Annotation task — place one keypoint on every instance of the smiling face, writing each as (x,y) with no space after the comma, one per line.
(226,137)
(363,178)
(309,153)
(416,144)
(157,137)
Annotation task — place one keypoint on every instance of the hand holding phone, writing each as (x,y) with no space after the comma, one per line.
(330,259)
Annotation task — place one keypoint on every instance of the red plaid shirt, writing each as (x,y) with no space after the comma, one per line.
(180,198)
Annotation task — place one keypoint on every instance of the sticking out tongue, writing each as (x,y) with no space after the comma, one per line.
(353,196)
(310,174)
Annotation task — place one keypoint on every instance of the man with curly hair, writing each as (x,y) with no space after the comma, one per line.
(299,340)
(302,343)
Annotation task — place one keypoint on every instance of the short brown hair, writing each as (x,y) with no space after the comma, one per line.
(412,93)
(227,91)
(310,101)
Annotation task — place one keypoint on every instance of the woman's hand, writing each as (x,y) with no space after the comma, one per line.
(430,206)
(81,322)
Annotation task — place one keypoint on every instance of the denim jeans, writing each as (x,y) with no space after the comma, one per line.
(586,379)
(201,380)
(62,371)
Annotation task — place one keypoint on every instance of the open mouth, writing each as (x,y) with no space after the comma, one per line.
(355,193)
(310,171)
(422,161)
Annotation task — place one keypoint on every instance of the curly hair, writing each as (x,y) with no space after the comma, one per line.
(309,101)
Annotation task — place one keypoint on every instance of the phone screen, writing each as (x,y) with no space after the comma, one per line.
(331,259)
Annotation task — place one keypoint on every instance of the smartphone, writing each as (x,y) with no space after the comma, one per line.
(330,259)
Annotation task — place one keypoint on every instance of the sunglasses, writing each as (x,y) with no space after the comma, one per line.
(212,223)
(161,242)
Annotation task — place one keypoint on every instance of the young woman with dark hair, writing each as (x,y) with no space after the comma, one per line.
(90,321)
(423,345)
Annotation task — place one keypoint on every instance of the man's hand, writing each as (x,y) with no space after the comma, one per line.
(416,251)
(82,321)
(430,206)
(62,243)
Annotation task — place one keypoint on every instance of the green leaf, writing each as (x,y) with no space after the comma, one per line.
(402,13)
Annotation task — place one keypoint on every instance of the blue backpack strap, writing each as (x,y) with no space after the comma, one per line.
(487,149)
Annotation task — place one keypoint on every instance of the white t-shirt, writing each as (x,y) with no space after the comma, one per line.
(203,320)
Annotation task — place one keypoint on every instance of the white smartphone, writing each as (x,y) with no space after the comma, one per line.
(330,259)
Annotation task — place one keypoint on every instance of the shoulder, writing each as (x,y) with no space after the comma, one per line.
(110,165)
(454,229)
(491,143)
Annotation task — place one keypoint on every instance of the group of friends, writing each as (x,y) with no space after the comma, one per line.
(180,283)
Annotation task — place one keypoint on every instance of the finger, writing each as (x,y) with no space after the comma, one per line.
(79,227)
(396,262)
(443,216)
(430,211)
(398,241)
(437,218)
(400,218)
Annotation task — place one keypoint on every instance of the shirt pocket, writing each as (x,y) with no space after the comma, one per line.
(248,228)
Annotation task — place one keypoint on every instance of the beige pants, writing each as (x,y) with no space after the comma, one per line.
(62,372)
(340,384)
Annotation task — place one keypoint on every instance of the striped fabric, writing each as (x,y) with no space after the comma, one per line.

=====

▸ **WHAT IS ASKED**: Give back exactly the lines that run from the line with "white t-shirt, writing" through the close of the material, counting both ends, and nothing more.

▸ **ANSWER IN FULL**:
Annotation task — place one keypoint on every instance of the white t-shirt, writing each as (x,y) with no space after the comma, one per line.
(203,320)
Annotation task — place one keypoint on every instance of the white smartphone, writing each as (x,y) with no space after the comma, one per line.
(330,259)
Annotation task — place one keypoint on every instance of the shoulder, writing each as (x,y) with no space after the comma, one per line.
(110,165)
(454,229)
(491,143)
Annotation task — place one keypoint on every instance of the group of friends, writing each as (x,y) with no space after the comma, one per line.
(180,283)
Annotation task — place one keypoint on every instance of the finger, writing each as (x,y) with no space after the comma, one per line.
(79,227)
(396,262)
(443,216)
(430,211)
(398,241)
(437,218)
(400,218)
Annotation task — place one keypoint on every instance of the shirt pocket, writing each as (x,y) with no space after the comma, one per line.
(248,228)
Annotation task — place one keypoint on every instance of the beige pants, writing each as (x,y) with no space after the comma, one per line.
(62,372)
(340,384)
Annotation task — place one keypoint on every instance of the striped fabric, writing each as (x,y) with no space after the comma, one per line.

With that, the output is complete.